---------- LISTED RECORDS

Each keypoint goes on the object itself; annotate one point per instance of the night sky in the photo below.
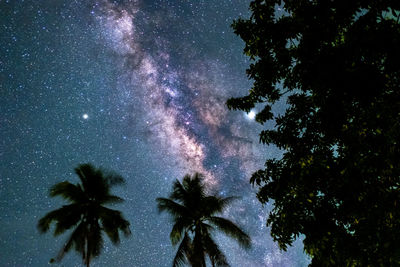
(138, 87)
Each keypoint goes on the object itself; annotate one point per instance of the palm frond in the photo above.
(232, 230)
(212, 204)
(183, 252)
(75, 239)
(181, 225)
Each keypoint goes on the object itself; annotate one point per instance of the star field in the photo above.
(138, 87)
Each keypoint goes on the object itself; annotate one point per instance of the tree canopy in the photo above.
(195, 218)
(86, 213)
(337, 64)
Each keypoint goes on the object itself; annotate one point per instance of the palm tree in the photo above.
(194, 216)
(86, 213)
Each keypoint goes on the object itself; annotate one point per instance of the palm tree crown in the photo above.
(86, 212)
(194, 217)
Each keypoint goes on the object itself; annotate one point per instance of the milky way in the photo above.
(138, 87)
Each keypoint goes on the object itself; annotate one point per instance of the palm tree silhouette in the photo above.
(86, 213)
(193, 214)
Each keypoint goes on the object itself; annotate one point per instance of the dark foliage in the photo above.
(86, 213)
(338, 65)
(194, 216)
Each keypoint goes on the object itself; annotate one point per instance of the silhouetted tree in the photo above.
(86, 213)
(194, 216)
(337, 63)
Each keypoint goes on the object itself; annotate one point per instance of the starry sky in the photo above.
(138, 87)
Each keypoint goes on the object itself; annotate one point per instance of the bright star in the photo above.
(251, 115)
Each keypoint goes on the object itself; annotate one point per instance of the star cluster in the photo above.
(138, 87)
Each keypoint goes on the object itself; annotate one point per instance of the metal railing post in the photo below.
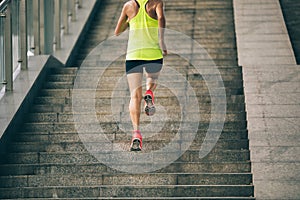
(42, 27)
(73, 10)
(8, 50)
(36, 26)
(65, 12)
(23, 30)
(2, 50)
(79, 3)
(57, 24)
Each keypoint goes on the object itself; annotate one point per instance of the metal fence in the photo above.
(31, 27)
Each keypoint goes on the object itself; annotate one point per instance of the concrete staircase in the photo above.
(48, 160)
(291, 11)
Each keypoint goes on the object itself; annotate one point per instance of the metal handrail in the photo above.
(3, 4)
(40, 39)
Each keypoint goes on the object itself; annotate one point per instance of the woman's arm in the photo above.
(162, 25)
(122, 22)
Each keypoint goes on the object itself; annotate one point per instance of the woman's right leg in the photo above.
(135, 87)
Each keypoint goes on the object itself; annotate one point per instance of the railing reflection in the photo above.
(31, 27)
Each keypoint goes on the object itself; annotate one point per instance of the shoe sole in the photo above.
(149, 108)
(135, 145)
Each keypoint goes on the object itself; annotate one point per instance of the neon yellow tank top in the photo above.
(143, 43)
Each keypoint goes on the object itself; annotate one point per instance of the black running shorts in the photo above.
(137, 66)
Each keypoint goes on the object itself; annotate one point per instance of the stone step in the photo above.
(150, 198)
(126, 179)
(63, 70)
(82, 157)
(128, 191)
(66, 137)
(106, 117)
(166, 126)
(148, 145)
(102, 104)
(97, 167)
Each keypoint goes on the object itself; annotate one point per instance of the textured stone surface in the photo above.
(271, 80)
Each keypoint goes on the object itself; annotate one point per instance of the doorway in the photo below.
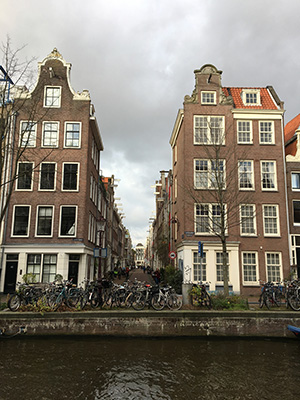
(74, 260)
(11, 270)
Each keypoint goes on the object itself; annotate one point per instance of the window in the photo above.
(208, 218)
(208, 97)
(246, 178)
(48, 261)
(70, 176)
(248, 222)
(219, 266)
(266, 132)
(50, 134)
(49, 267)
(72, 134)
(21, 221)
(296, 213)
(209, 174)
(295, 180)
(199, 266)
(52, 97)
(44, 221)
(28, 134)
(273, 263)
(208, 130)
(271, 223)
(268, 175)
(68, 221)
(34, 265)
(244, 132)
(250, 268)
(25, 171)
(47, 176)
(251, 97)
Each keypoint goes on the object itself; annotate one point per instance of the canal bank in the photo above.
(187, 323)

--------------------

EXERCISE REQUIREMENTS: Go through the entries above and output them exactly, without pictures.

RESPONSE TO THE TASK:
Each keypoint goes on the object itself; annotate one point per instance of the night sky in the photo below.
(138, 87)
Each keypoint goes on the object itself; annotate one point per instance of the palm frond in the photo above.
(232, 230)
(212, 204)
(183, 252)
(75, 239)
(181, 225)
Each keypoint goes on the object itself; annotate one point per instance of the star field in the photo above.
(138, 87)
Each keypoint goes on the object itself; annotate one point per instance of the tree canopy in the photo above.
(195, 218)
(86, 213)
(337, 64)
Each keypoint goes on the object itself; annotate one point per instance of the palm tree in the photo above.
(194, 216)
(86, 213)
Each keypoint goes on the object itself; annotate one point per instance of the palm tree crown in the photo above.
(86, 212)
(194, 217)
Each keypoint goes on the object itself; annotate one point per instance of the milky way in the photo above.
(138, 87)
Each keypoint goes on the object itself; annotate one point per instance of the palm tree silhouette in the photo above.
(86, 213)
(193, 214)
Each keypoint goes on the object itself; annotate one point per instance of the dark foliage in the photo above.
(86, 213)
(338, 65)
(194, 216)
Each keypoint goes on the object itself; annotate one point per instance of the silhouetted tree in the photo above.
(86, 213)
(194, 216)
(337, 63)
Each keypoint goes on the object itself; annotate one point per instance of the starry sky in the photo above.
(138, 87)
Each keypoint goes on the object itself; annotate one point per instance of the bright star in the photo above.
(251, 115)
Each keypoint goes on the object itself; annotate one point per instance of the star cluster in the photo above.
(138, 87)
Each keypoint goes on the object itself; annotate one point per instance of the metal railing post in the photo below.
(42, 27)
(73, 10)
(8, 50)
(36, 26)
(65, 12)
(23, 30)
(2, 50)
(79, 3)
(57, 24)
Each keypoint goes on the object itself; annotate one point per instance of the metal fence in the photo above.
(31, 27)
Each keypoint goes on the object itself; annotate one point per instance of the concrete staircase in the photo above.
(48, 160)
(291, 11)
Each keypoint goes on the object itself; annotate one point per instance of the metal handrail in the photo above.
(3, 4)
(40, 39)
Each keypoint goes on the object itself; annotate one point per instance of the woman's arm in the photo above.
(162, 25)
(122, 22)
Each keypoint goes on the object itself; annotate one point per instance of the woman's right leg in the photo above.
(135, 87)
Each keypoint goes on the object itself; annotate one point per instance of the railing reflection in the photo above.
(31, 27)
Each keypoint goes on the object itself; annotate one point per instance of the shoe sole in the photo above.
(149, 108)
(135, 145)
Each keypoint goes on the object itself; annotate one point per instance of the neon yellow tank top in the photo above.
(143, 43)
Each keypoint goes on the object itself; annotate one point per instance of the black running shorts in the photo above.
(137, 66)
Each keypoint goes on the object itself; annotate one point per instance of the stone step in the photo above.
(150, 198)
(126, 179)
(63, 70)
(82, 157)
(128, 191)
(66, 137)
(106, 117)
(166, 126)
(148, 145)
(102, 104)
(97, 167)
Each keypoint goes on the object itself; annotate one point per instance of the textured stone surface in the photo above.
(271, 80)
Each keypoint goes on the object itself; annotate one point per instance of the doorway in the photo below.
(74, 260)
(11, 270)
Each keypoint goes on the object itself; annotate one point per instance of the window in the photo above.
(208, 218)
(208, 97)
(246, 178)
(48, 261)
(70, 176)
(248, 222)
(219, 266)
(266, 132)
(50, 134)
(49, 267)
(72, 134)
(21, 221)
(296, 213)
(209, 174)
(295, 180)
(199, 266)
(52, 97)
(44, 221)
(28, 134)
(273, 263)
(208, 130)
(271, 223)
(268, 175)
(68, 221)
(34, 265)
(244, 132)
(250, 268)
(25, 171)
(47, 176)
(251, 97)
Each keypoint goes on the object itself; annotate one point per instance of the canal bank in the photo above.
(187, 323)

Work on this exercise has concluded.